• _Challenge_:
Take the line that contains "pigeon above, set" as the first and the last line of the material as the final one; set down exactly the lines in that span.

— start of Records provided —

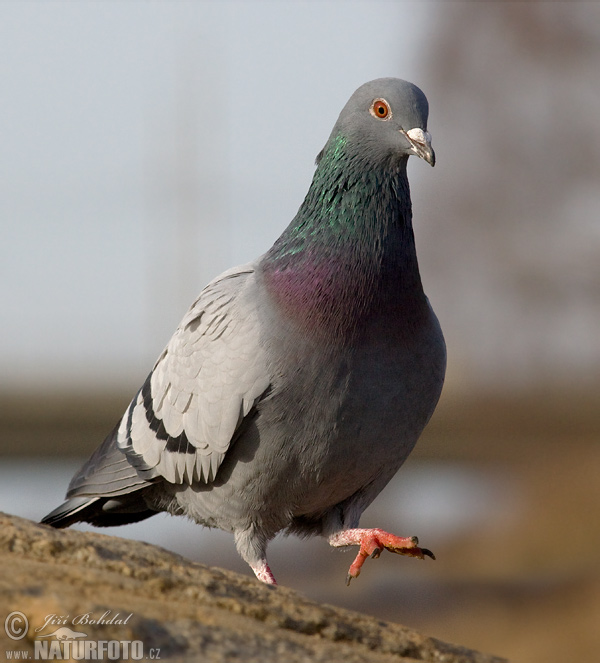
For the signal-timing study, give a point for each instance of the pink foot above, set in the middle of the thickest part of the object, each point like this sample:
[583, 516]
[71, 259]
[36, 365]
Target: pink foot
[263, 573]
[373, 542]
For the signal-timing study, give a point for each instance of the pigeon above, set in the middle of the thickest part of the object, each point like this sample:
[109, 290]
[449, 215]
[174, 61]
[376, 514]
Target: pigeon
[296, 385]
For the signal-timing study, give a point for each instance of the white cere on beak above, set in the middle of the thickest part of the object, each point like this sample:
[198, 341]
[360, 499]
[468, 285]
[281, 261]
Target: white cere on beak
[420, 143]
[417, 135]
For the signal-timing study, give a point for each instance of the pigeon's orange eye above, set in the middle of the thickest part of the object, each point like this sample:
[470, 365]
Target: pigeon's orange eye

— end of Records provided —

• _The reply_:
For the signal-timing study, give a point for each instance of the pigeon above, set in the middle of the thickest part of the object, each point like this sample:
[109, 290]
[449, 215]
[174, 61]
[376, 514]
Target: pigeon
[296, 385]
For the signal-timing study, give a point for each instance of the white cere on beak above, set in the middle of the thickest part of the object, each point like this sample:
[198, 341]
[360, 499]
[468, 285]
[281, 261]
Target: white cere on beak
[420, 143]
[417, 135]
For the signal-timing study, give a point for each instance of the pigeon's orange eye above, set in the middle of the thickest part of the object, each point like this sample:
[470, 365]
Target: pigeon's orange eye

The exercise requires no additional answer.